Extracted information ::
____

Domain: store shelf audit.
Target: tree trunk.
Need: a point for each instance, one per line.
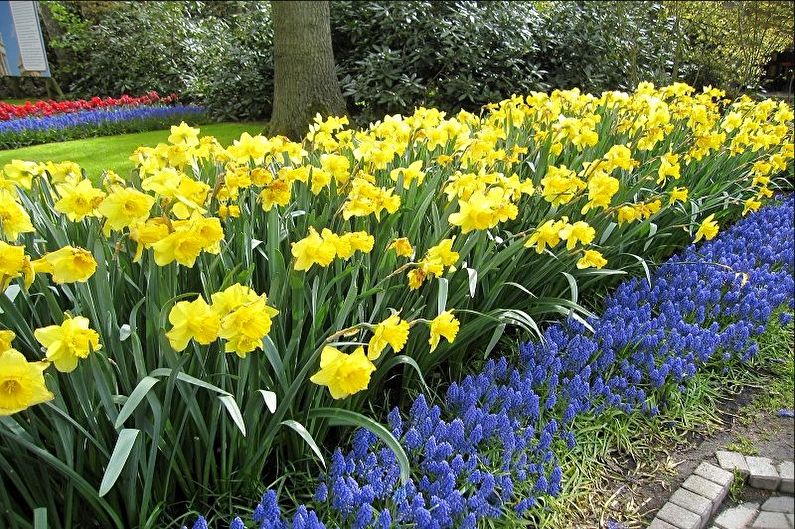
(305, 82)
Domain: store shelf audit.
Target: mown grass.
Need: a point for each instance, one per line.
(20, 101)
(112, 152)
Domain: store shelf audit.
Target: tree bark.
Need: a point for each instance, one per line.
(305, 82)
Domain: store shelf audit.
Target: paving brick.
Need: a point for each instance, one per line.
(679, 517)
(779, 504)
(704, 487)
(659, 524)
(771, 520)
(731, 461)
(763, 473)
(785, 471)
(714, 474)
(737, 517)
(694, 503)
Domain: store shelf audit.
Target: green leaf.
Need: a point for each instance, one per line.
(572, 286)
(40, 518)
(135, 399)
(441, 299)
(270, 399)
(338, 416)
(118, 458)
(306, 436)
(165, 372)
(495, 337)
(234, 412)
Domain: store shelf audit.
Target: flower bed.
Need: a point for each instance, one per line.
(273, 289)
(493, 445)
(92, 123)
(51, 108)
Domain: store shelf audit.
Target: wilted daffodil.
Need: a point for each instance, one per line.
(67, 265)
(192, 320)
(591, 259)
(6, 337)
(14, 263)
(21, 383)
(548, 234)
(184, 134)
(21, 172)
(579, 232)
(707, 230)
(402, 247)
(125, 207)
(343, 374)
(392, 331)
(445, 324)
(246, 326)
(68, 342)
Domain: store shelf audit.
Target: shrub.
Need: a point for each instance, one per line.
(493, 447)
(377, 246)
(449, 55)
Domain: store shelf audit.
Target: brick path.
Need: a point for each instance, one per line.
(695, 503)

____

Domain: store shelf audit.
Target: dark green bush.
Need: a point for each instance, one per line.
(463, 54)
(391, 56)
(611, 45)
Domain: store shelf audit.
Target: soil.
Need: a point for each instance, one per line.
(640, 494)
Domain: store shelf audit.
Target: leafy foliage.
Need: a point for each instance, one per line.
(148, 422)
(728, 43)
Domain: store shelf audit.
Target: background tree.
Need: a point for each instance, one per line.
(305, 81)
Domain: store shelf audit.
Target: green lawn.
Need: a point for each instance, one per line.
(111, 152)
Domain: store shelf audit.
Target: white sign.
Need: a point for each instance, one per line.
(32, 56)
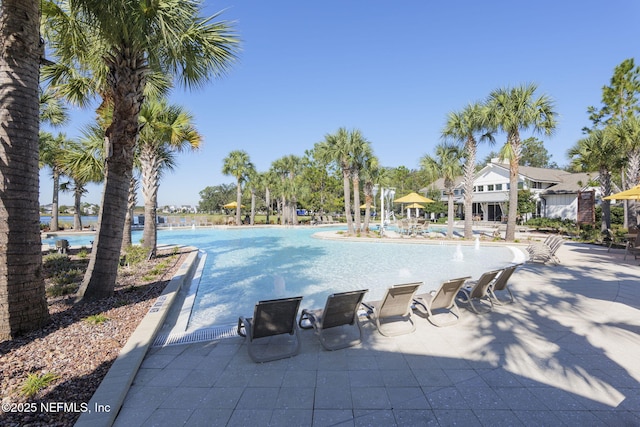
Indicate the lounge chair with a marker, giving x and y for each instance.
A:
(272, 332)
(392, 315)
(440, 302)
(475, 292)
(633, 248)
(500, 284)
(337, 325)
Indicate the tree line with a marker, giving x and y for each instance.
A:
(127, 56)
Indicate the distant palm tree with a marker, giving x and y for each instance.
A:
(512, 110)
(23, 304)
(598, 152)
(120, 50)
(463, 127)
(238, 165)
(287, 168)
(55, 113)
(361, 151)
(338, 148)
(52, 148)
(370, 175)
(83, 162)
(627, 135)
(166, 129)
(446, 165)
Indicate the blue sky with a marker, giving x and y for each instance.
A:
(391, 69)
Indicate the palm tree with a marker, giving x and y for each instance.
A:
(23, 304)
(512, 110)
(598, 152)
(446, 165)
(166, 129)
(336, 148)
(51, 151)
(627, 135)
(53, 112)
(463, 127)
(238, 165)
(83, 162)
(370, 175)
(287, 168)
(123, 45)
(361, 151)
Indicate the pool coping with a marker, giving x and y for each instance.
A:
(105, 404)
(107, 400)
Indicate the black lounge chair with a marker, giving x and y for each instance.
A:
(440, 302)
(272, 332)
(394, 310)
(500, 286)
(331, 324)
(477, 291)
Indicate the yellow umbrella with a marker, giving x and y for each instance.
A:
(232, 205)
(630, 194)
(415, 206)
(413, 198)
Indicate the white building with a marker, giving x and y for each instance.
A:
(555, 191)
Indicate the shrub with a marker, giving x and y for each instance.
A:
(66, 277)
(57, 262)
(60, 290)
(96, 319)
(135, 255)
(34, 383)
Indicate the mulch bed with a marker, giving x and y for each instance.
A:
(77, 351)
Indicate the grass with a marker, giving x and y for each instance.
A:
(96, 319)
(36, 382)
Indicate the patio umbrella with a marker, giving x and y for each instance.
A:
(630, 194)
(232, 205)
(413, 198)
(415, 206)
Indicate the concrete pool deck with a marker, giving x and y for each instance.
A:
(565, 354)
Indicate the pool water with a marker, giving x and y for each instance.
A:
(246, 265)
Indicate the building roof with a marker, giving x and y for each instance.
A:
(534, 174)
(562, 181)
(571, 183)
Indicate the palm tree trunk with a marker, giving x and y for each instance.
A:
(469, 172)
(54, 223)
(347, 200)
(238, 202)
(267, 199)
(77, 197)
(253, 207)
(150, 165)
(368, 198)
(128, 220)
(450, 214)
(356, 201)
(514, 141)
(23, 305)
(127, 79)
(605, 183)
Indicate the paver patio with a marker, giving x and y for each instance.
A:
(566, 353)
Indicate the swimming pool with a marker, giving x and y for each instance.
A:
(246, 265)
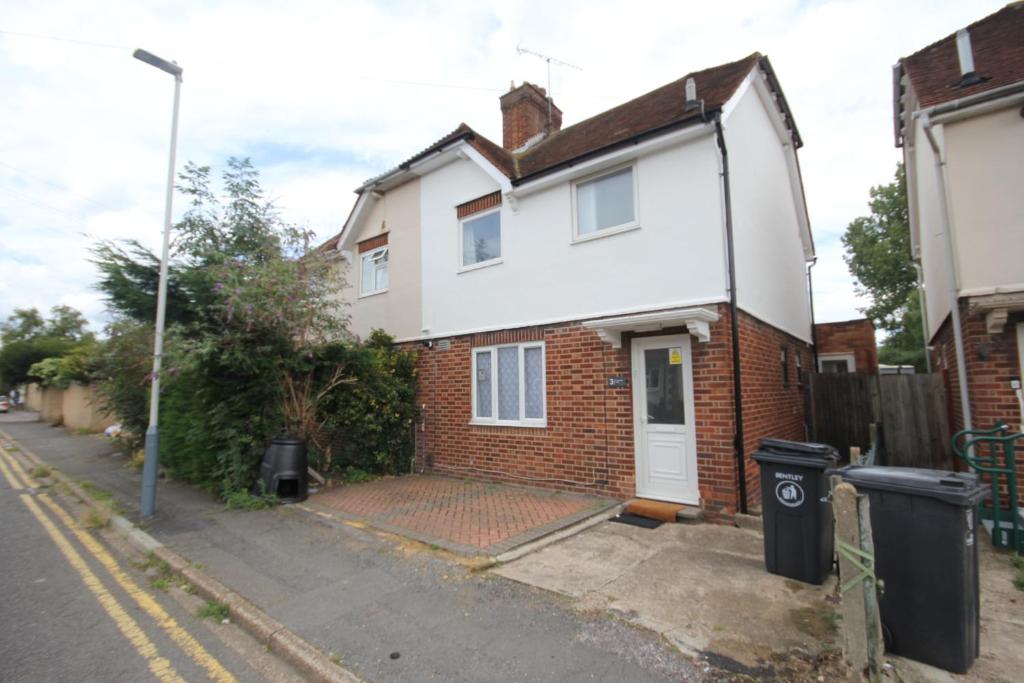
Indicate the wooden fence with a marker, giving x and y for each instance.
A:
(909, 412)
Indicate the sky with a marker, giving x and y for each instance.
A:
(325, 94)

____

Goal :: Report, in full, each line of the items above that contains the string "patio".

Expected answer ::
Indicate the patio umbrella with a marker, giving x and y for each instance.
Indicate the paver patio with a marker, giving x and y for each instance.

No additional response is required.